### Given instruction
State how many lines in the entries below contain the string "tree", matching case exactly. Reply with the number alone.

### Task input
++++++++

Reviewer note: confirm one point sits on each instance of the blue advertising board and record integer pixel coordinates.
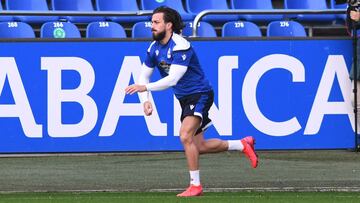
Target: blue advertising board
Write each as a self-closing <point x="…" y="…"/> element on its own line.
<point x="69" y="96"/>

++++++++

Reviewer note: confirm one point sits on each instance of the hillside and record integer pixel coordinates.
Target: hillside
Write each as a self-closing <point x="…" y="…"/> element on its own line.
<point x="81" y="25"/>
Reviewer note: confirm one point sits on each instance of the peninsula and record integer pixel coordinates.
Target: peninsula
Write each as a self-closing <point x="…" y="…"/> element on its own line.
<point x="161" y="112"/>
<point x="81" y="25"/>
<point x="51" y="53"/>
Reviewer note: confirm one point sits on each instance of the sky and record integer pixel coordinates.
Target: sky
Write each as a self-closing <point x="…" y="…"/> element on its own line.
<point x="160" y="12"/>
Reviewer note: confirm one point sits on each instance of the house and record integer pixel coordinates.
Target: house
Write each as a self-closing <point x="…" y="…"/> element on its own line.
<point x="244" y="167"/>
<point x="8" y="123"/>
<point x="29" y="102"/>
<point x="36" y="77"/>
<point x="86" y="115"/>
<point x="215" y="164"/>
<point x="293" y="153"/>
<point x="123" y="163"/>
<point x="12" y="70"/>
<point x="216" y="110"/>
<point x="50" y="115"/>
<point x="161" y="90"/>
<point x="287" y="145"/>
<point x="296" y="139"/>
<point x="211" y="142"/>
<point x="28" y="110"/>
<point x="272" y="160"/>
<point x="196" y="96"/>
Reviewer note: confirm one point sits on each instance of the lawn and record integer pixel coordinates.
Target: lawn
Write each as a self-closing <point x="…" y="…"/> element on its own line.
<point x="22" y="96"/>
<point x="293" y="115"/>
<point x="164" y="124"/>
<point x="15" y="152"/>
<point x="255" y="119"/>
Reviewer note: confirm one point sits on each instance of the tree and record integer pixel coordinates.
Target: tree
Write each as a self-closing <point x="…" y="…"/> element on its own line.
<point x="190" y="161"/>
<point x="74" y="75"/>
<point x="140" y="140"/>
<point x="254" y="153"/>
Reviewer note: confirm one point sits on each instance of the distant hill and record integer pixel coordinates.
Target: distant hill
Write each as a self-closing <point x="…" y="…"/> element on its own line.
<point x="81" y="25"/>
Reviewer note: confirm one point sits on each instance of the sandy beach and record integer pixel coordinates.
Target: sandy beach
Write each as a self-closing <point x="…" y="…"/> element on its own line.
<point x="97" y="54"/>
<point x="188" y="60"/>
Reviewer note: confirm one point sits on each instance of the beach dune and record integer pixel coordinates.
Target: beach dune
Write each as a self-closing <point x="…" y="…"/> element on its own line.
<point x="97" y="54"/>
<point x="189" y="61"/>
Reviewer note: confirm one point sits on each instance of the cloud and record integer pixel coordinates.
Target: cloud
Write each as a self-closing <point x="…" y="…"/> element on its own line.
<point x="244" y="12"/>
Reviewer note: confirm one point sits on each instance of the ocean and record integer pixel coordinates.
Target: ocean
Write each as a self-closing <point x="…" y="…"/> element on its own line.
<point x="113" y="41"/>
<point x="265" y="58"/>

++++++++

### Reply to the task
2